- EXERCISE PROMPT
Locate every line in the material below that has the word "rock". Copy each of those lines.

- EXERCISE INPUTS
▽

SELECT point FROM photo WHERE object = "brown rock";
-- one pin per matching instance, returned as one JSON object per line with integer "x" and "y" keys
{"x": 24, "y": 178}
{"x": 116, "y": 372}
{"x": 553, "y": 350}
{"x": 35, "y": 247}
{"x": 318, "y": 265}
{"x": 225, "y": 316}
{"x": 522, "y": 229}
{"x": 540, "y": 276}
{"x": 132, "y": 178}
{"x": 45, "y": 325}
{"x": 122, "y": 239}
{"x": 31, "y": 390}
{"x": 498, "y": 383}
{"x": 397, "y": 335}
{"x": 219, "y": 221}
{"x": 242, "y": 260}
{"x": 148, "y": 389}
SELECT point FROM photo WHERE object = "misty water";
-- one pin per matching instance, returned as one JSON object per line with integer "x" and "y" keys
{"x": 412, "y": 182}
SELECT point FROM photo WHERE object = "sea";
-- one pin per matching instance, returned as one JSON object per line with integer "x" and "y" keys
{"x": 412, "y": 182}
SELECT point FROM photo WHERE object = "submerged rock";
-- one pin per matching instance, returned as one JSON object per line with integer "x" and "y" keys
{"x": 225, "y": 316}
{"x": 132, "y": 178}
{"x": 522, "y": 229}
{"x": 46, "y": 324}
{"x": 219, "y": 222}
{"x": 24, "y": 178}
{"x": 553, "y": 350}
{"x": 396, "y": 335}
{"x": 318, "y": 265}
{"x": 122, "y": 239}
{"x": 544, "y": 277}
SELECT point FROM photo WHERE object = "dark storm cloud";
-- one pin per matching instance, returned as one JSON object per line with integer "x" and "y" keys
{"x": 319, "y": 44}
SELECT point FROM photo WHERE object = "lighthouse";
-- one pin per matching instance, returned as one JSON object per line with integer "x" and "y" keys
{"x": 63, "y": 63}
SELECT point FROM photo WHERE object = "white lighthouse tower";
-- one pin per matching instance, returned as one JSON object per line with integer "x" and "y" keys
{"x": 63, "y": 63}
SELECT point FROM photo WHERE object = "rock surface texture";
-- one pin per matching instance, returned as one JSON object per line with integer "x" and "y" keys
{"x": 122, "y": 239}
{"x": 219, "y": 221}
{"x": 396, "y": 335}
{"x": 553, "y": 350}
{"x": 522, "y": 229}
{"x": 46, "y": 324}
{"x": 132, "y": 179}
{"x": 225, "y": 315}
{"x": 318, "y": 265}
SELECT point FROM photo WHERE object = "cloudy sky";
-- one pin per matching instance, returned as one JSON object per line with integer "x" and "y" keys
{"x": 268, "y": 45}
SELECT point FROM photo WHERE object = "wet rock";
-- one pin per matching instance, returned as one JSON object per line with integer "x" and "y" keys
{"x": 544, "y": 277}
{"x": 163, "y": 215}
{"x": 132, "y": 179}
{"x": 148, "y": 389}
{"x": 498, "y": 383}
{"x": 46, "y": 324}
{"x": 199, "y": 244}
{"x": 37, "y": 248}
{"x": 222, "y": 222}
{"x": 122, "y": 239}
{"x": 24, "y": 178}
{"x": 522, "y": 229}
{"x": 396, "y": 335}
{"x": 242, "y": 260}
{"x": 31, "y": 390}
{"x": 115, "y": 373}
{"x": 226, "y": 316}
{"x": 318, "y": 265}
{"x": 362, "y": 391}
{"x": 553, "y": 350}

△

- FINISHED EXERCISE
SELECT point FROM photo WHERE object = "brown rock";
SELECT point FROM photo WHERE object = "submerged rock";
SELECT point FROM photo WHERE object = "rock surface texture";
SELECT point FROM photo WHERE object = "wet rock";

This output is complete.